[Records of labeled boxes]
━━━━━━━━━━
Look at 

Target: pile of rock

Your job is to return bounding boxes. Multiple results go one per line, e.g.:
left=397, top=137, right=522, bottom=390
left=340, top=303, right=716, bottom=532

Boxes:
━━━━━━━━━━
Task directions. Please copy every row above word for word.

Answer in full.
Look at 

Target: pile of rock

Your job is to return bounding boxes. Multiple results go one per line, e.g.:
left=397, top=137, right=522, bottom=390
left=340, top=303, right=716, bottom=532

Boxes:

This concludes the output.